§ THE PROBLEM:
Go through the data and report each line that holds the string "tennis".

(Saved entries)
═══

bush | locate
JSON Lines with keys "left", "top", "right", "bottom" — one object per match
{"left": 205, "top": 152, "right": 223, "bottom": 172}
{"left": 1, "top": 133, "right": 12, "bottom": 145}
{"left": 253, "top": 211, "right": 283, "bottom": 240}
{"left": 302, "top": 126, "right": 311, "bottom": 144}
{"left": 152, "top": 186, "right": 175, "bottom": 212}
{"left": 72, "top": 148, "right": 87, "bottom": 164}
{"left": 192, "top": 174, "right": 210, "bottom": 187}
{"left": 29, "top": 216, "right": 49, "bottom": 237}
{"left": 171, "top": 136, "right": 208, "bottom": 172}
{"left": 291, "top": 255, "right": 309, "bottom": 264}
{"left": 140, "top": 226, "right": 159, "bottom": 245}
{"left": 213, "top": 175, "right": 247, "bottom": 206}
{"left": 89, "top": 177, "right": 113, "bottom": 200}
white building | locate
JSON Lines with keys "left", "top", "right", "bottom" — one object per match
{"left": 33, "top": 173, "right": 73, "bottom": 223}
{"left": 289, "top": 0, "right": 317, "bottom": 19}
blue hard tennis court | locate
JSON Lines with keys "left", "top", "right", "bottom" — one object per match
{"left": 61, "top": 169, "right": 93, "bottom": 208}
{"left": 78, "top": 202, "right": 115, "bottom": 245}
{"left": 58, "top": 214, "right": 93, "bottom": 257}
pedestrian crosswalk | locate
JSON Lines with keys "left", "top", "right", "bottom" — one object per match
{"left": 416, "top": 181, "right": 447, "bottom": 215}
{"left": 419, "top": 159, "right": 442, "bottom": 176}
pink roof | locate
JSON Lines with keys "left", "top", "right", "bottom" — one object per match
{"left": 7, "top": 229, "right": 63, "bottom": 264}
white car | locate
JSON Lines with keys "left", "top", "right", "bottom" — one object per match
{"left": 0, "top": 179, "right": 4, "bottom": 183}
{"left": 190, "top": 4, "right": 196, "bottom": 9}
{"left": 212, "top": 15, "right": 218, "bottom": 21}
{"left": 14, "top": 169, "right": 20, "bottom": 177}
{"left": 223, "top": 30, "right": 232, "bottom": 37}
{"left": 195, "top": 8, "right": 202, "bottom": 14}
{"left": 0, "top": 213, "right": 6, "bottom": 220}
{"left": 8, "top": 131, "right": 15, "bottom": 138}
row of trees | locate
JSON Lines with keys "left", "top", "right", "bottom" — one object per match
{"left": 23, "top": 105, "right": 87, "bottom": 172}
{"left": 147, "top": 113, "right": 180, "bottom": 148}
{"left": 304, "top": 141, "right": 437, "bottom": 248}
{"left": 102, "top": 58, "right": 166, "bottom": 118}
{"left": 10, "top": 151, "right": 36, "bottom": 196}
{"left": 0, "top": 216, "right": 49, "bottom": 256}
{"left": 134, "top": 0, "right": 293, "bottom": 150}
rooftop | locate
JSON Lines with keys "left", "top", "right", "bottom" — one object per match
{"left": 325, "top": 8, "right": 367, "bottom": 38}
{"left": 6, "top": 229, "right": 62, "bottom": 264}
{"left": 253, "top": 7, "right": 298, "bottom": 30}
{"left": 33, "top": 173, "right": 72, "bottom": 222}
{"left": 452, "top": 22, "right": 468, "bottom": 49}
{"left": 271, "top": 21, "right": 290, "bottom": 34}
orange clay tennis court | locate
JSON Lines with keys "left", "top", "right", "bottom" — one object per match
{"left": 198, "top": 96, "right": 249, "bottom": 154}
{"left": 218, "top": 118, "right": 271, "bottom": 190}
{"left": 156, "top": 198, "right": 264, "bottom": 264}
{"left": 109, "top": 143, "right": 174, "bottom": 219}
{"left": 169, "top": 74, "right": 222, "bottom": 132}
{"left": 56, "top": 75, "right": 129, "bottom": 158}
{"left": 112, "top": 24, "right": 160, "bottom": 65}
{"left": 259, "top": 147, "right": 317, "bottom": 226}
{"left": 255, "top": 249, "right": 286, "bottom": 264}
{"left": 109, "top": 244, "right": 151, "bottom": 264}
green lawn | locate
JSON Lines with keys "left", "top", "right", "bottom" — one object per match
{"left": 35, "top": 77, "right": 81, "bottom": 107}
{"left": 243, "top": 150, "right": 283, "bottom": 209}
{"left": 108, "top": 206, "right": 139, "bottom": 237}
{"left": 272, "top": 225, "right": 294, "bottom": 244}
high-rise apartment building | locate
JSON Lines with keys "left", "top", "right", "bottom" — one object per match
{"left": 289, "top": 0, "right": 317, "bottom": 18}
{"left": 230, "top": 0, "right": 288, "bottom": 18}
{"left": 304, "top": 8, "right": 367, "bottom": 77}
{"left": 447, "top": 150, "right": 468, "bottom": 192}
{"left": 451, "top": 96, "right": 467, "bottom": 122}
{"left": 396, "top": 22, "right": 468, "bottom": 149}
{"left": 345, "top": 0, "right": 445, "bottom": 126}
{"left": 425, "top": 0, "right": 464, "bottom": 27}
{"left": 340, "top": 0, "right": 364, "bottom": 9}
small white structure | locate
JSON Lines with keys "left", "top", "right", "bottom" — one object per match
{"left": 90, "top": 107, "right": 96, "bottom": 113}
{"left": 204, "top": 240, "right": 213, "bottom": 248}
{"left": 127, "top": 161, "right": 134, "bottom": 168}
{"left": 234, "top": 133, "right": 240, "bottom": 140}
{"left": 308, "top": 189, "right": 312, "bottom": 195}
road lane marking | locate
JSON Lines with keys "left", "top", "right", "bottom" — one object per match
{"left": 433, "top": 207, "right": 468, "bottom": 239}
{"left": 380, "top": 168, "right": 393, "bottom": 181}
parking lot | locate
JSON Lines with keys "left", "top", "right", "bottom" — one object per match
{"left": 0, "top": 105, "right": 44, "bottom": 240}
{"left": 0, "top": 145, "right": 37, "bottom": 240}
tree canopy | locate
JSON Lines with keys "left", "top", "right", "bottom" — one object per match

═══

§ REPLY TO THE TASK:
blue hard tennis court | locate
orange clay tennis court | locate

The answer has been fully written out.